[Object position labeling entries]
────────────────

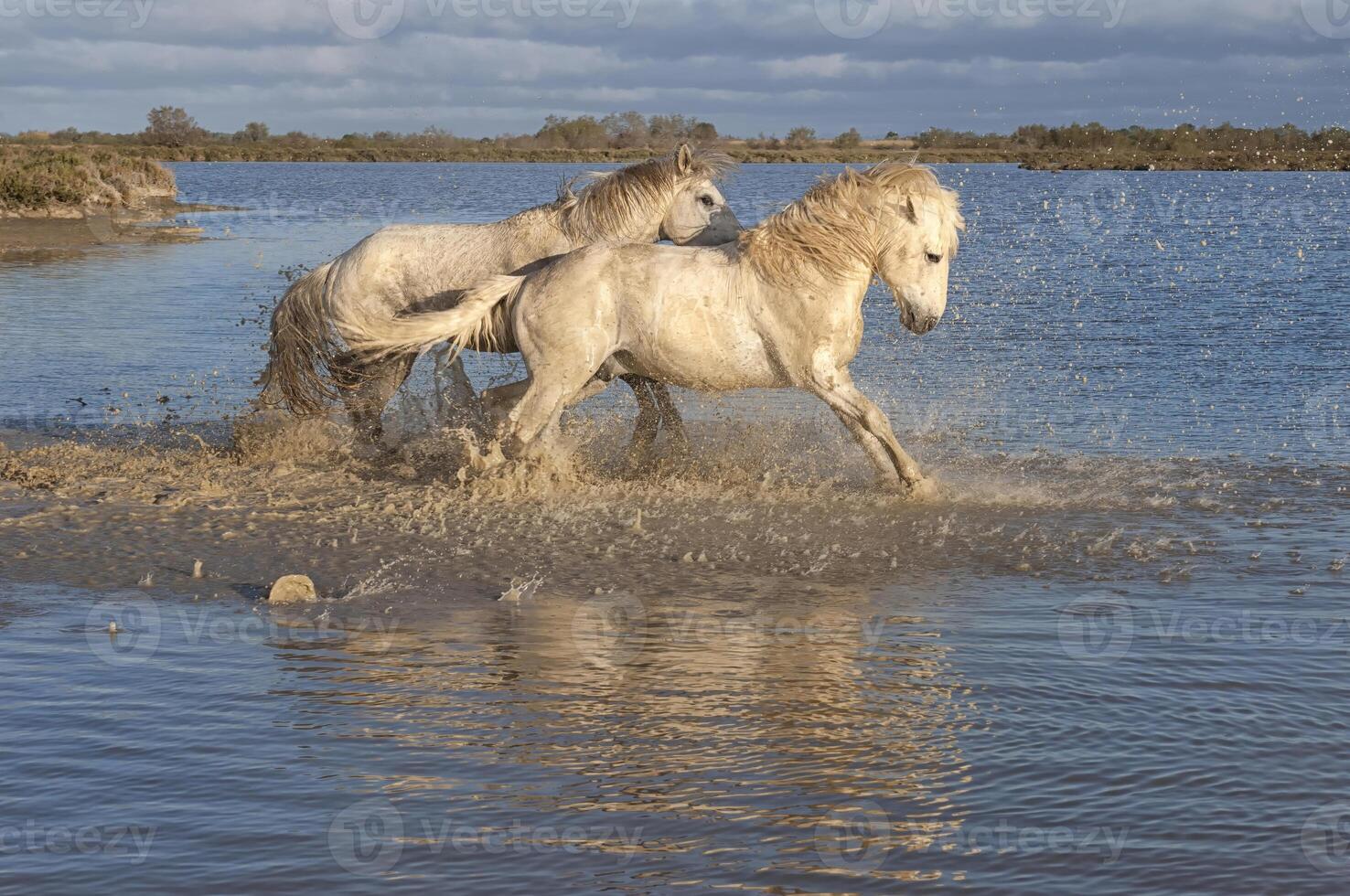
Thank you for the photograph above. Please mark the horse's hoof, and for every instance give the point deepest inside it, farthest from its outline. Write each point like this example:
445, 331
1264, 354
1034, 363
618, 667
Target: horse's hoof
925, 490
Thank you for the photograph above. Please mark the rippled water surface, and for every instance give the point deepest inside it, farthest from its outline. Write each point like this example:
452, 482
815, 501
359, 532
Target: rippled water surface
1114, 657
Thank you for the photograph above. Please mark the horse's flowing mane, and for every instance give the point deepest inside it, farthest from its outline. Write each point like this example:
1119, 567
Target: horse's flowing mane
613, 204
845, 221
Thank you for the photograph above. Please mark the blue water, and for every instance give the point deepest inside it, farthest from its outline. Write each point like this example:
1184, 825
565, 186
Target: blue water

────────────────

WRITTEN INSTRUCTION:
Copy all of the items above word for word, leaving out the pictures.

REPLY TO THE TASK:
Thank you for the photograph above. Please mark the horse's hoof, and for every instance give the point deepest inside it, farthest from its outline. Write each point like this example:
445, 331
1264, 354
1034, 363
618, 667
Target: horse's hoof
925, 490
Thank you for the photograph above. Please mark the rippled water surface, and for every instance give the point deepest inside it, farthest from its outline. Write each point like this example:
452, 482
815, 501
359, 532
Target: rippled water surface
1114, 657
Thank you for the photograph above. Please mark the horse's flowing mane, and for every instance give the point deepest inside it, farthest from its outline. Write each point like this example:
1119, 567
Target: horse's flowing mane
613, 204
845, 221
Thank you for the photograph above. Please mark the blue water, and for every instance give the point deepest inside it, farthest from its outline. Write each point like this example:
1184, 825
565, 186
Target: blue water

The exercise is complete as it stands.